**Stored records:**
== == ==

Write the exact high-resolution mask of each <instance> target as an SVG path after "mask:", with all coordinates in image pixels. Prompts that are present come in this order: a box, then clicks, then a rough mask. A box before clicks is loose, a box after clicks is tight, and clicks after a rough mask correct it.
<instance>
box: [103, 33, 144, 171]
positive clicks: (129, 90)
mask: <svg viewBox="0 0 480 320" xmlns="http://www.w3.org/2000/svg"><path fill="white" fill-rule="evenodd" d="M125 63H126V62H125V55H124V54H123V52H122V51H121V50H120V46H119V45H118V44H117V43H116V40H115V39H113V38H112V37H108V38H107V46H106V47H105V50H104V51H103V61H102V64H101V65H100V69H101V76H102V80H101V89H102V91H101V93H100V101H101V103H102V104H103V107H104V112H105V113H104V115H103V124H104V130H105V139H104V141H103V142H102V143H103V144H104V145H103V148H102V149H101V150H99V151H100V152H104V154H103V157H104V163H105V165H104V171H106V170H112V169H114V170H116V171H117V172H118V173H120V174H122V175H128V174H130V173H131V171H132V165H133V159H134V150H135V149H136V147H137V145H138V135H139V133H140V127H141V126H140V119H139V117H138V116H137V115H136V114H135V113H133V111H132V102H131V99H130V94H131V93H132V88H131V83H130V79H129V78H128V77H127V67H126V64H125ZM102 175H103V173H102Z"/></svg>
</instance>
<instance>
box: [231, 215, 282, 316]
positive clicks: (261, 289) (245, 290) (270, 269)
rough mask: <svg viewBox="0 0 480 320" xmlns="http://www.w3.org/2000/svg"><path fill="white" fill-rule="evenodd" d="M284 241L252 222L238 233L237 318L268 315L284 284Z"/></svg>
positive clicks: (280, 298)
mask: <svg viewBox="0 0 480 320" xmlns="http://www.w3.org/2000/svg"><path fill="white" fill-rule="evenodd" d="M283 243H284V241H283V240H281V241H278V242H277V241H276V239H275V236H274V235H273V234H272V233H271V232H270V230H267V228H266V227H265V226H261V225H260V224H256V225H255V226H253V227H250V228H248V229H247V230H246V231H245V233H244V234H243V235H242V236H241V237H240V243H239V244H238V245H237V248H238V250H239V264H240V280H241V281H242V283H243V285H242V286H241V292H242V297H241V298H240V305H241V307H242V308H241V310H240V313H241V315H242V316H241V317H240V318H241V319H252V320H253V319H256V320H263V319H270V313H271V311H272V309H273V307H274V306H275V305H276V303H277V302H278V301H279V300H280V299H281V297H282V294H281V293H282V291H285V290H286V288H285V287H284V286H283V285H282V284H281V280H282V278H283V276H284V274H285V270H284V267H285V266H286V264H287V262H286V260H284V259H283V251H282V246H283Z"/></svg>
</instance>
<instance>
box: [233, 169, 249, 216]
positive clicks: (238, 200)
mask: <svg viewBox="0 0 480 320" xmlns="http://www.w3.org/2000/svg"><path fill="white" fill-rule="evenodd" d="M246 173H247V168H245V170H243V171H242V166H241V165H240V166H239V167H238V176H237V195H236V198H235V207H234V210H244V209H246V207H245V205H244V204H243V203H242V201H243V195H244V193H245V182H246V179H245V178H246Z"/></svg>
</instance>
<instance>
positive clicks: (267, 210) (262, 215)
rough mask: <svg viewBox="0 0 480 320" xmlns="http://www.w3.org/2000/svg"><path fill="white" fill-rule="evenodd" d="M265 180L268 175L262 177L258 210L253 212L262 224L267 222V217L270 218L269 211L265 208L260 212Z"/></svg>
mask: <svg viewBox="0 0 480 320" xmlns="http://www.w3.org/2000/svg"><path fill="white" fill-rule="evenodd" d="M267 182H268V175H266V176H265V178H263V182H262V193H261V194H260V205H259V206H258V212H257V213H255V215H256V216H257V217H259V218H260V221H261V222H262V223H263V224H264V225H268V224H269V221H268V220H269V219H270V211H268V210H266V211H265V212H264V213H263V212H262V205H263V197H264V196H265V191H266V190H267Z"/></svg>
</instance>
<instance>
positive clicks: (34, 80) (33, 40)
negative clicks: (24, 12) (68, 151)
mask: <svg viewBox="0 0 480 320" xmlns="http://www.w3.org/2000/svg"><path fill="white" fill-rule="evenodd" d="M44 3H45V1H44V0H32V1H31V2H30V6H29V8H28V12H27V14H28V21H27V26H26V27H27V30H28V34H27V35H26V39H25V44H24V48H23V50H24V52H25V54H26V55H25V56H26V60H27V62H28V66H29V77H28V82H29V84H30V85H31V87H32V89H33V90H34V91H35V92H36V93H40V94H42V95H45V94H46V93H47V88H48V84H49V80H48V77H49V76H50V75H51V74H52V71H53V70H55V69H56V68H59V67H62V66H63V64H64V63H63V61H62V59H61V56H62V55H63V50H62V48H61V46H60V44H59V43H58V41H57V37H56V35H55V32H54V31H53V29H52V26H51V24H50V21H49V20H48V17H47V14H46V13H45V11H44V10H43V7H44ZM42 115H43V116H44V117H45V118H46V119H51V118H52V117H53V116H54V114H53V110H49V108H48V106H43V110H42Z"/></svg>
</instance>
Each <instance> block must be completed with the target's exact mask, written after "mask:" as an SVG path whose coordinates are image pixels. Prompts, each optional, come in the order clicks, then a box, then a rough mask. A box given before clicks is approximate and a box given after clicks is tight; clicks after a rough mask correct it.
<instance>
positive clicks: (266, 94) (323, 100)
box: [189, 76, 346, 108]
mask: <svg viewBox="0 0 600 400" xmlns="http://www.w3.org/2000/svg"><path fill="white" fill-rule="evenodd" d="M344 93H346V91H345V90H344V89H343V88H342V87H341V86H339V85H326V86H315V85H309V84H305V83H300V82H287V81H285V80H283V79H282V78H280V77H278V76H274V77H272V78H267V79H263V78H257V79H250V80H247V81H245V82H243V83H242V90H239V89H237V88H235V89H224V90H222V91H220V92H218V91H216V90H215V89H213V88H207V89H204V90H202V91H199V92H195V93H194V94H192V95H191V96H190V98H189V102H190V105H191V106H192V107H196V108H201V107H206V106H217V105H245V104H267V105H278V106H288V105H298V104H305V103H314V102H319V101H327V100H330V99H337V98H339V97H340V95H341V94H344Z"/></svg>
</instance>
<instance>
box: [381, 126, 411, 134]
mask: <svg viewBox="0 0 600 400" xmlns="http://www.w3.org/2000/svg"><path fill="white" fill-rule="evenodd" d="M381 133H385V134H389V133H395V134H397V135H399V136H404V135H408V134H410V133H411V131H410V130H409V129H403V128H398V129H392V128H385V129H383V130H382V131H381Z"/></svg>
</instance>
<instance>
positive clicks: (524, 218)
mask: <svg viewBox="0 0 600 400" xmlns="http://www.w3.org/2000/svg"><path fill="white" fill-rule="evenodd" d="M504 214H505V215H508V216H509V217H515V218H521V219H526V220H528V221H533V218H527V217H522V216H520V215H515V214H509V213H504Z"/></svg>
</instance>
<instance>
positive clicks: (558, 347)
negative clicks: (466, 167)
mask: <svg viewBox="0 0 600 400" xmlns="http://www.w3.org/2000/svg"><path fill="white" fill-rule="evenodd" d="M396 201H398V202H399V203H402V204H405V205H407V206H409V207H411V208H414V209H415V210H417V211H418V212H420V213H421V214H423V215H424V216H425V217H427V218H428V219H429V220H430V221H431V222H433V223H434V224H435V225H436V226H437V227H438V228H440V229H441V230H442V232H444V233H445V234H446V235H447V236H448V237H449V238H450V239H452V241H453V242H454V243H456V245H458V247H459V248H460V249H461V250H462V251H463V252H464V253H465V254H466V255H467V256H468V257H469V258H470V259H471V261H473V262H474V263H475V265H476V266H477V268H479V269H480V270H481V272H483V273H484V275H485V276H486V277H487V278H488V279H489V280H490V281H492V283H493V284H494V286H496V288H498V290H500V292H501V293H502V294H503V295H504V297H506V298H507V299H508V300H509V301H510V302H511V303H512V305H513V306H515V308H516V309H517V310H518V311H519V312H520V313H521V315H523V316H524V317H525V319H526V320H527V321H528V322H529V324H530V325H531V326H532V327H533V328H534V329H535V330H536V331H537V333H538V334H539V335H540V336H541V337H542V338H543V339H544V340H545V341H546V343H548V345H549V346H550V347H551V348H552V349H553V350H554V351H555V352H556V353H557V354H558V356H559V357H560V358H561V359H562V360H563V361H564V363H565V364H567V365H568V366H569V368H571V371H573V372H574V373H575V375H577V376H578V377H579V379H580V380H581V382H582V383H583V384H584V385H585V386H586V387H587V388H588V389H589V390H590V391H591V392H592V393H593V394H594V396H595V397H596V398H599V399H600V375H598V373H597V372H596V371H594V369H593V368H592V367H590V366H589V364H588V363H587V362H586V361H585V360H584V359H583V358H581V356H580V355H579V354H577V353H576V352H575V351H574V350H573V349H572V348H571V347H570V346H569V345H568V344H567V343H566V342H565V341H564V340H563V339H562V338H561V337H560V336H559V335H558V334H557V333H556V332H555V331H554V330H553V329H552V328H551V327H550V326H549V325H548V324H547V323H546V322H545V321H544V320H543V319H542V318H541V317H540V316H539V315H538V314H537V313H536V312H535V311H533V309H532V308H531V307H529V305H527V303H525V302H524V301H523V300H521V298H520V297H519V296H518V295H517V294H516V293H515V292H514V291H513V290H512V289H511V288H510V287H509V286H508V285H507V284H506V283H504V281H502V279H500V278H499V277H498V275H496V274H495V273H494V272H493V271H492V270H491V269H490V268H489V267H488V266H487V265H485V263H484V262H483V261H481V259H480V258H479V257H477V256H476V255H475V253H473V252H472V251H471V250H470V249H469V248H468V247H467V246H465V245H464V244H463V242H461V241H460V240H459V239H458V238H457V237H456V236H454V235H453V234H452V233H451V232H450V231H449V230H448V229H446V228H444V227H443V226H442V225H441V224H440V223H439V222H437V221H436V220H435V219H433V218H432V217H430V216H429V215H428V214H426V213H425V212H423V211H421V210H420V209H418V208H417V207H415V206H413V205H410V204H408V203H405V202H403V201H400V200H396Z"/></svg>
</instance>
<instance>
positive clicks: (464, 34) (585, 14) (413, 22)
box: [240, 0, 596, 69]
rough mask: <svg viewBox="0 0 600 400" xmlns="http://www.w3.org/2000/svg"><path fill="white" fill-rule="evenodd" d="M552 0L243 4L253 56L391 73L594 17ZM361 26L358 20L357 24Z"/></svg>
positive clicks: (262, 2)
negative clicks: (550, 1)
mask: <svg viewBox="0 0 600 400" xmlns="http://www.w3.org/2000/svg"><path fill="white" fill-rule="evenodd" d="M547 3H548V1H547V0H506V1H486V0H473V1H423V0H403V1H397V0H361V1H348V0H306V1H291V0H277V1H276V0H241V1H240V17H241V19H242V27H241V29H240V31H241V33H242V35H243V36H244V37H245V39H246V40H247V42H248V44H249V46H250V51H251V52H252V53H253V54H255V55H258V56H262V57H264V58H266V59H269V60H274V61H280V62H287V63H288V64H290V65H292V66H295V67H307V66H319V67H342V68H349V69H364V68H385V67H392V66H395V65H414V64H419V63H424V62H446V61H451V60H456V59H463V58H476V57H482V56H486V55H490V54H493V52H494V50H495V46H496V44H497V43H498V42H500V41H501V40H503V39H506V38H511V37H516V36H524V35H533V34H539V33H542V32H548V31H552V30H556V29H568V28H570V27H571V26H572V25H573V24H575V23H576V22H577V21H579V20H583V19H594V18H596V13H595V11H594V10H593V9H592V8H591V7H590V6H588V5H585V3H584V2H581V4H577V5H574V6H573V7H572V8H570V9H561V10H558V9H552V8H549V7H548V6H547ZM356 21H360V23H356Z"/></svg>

== == ==

**REQUIREMENT:** From the lines above, copy those that contain the word "after".

**ANSWER BELOW:**
Write the exact high-resolution mask of each <instance> target as an SVG path after "mask:", with all coordinates in image pixels. Prompts that are present come in this order: a box, then clicks, then a rough mask. A box before clicks is loose, a box after clicks is tight, and clicks after a rough mask correct it.
Each <instance> block must be completed with the target's exact mask, written after "mask:" as an SVG path whose coordinates are image pixels. Prompts, each optional, come in the order clicks, then a box, then a rough mask. A box given before clicks is approximate and a box given after clicks is tight; clicks after a rough mask correct it.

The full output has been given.